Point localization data
BEGIN

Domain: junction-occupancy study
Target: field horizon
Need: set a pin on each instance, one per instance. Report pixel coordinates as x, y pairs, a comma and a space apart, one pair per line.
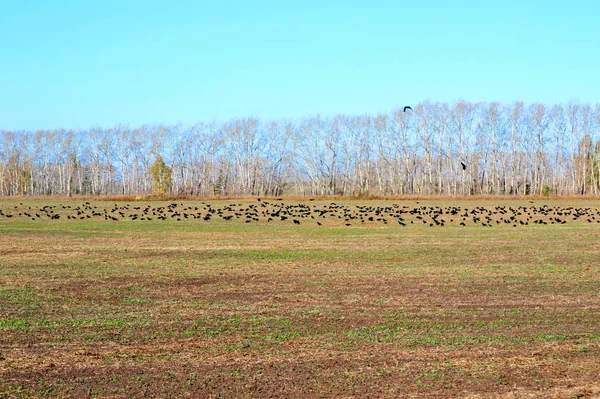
113, 300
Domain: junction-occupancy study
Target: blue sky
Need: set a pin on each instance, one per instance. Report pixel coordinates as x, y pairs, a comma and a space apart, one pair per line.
78, 64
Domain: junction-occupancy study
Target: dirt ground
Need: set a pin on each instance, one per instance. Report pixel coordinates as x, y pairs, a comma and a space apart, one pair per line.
226, 308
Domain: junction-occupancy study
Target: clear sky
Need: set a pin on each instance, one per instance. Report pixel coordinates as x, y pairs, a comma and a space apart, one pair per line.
78, 64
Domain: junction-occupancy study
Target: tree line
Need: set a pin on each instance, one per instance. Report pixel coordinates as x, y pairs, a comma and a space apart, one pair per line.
507, 149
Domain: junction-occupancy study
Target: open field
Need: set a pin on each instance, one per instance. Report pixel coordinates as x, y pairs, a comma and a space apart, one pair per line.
416, 305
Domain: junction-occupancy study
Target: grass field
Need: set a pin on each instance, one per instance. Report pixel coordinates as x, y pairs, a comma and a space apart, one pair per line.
223, 308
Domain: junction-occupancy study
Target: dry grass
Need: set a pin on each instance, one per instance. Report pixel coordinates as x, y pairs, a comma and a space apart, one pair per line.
134, 309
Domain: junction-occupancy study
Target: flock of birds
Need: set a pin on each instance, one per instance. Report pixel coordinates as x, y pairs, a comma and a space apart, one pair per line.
316, 214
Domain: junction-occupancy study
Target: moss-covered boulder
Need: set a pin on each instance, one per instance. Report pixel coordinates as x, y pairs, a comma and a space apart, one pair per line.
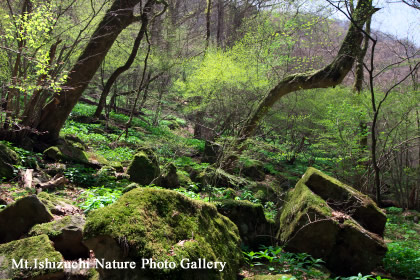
254, 228
344, 198
169, 177
67, 235
8, 158
144, 167
18, 218
323, 228
164, 226
67, 151
29, 249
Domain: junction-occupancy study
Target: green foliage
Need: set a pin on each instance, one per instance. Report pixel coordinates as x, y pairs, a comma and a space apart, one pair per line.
34, 30
98, 197
403, 256
402, 260
80, 175
301, 265
361, 277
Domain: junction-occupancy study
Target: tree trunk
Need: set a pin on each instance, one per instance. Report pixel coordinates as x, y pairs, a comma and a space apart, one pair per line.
359, 75
55, 113
331, 75
129, 62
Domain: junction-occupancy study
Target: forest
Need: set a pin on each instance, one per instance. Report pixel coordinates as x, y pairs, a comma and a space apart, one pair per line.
209, 139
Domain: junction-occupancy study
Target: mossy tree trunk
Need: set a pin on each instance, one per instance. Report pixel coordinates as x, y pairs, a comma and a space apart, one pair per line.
144, 23
329, 76
117, 18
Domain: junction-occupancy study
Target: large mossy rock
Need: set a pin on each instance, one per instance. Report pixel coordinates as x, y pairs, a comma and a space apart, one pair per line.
29, 249
344, 198
144, 167
18, 218
8, 158
67, 235
253, 226
325, 229
165, 226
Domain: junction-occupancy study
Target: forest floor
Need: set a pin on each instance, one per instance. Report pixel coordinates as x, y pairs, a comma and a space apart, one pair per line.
172, 141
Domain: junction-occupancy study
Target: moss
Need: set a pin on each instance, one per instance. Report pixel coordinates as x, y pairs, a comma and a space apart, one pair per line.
38, 247
301, 201
54, 228
153, 222
144, 168
344, 198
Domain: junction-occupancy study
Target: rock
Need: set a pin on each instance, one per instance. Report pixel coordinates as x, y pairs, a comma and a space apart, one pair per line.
254, 228
324, 229
144, 168
254, 170
169, 177
184, 178
8, 158
211, 151
344, 198
38, 247
58, 205
67, 151
163, 225
18, 218
66, 233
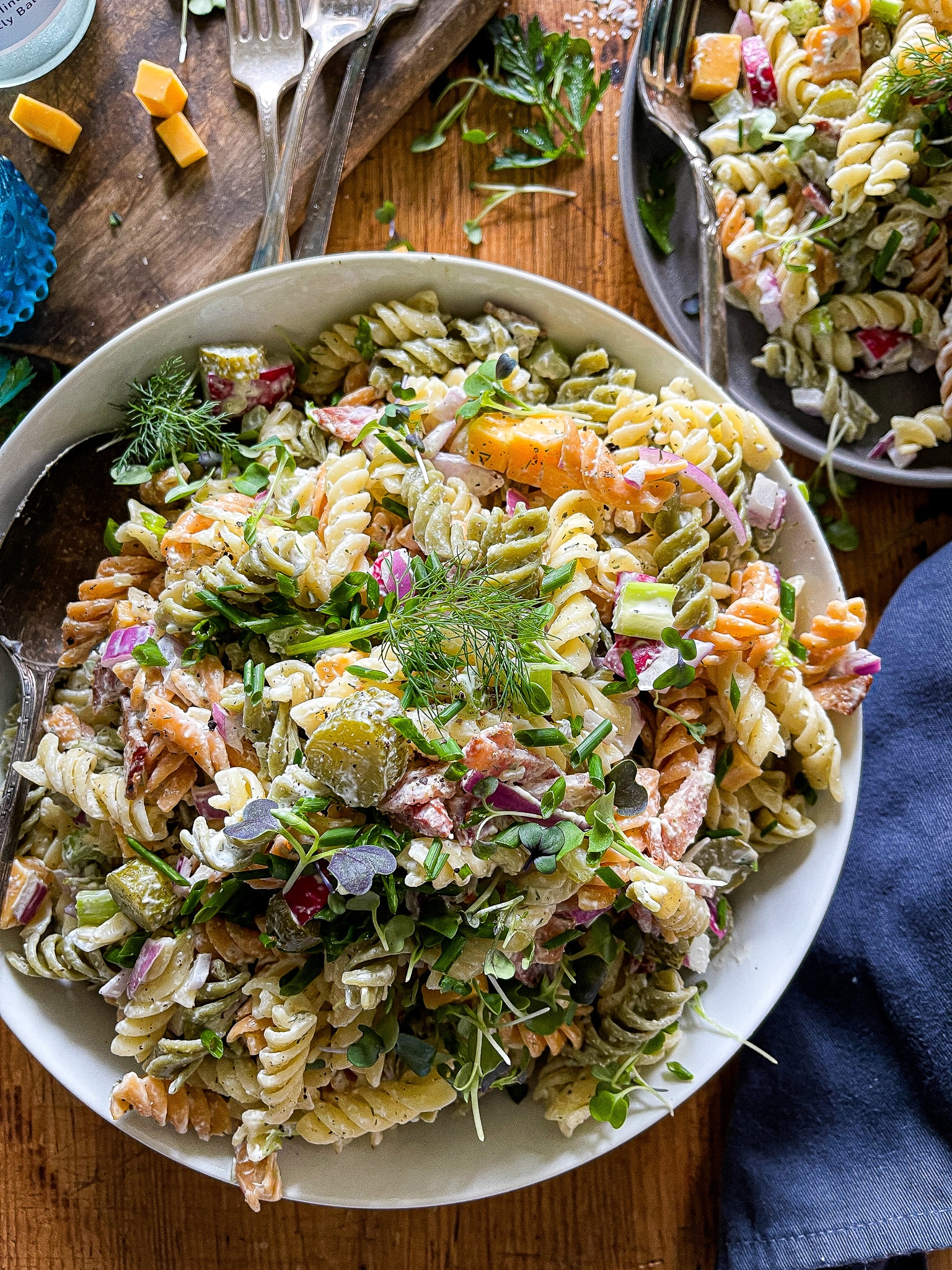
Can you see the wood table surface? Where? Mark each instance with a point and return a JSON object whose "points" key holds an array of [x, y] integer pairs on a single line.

END

▸ DESCRIPTION OF THE TASK
The answer should be all lines from the entries above that hold the word "rock".

▸ RESPONSE AREA
Target: large mossy rock
Target: rock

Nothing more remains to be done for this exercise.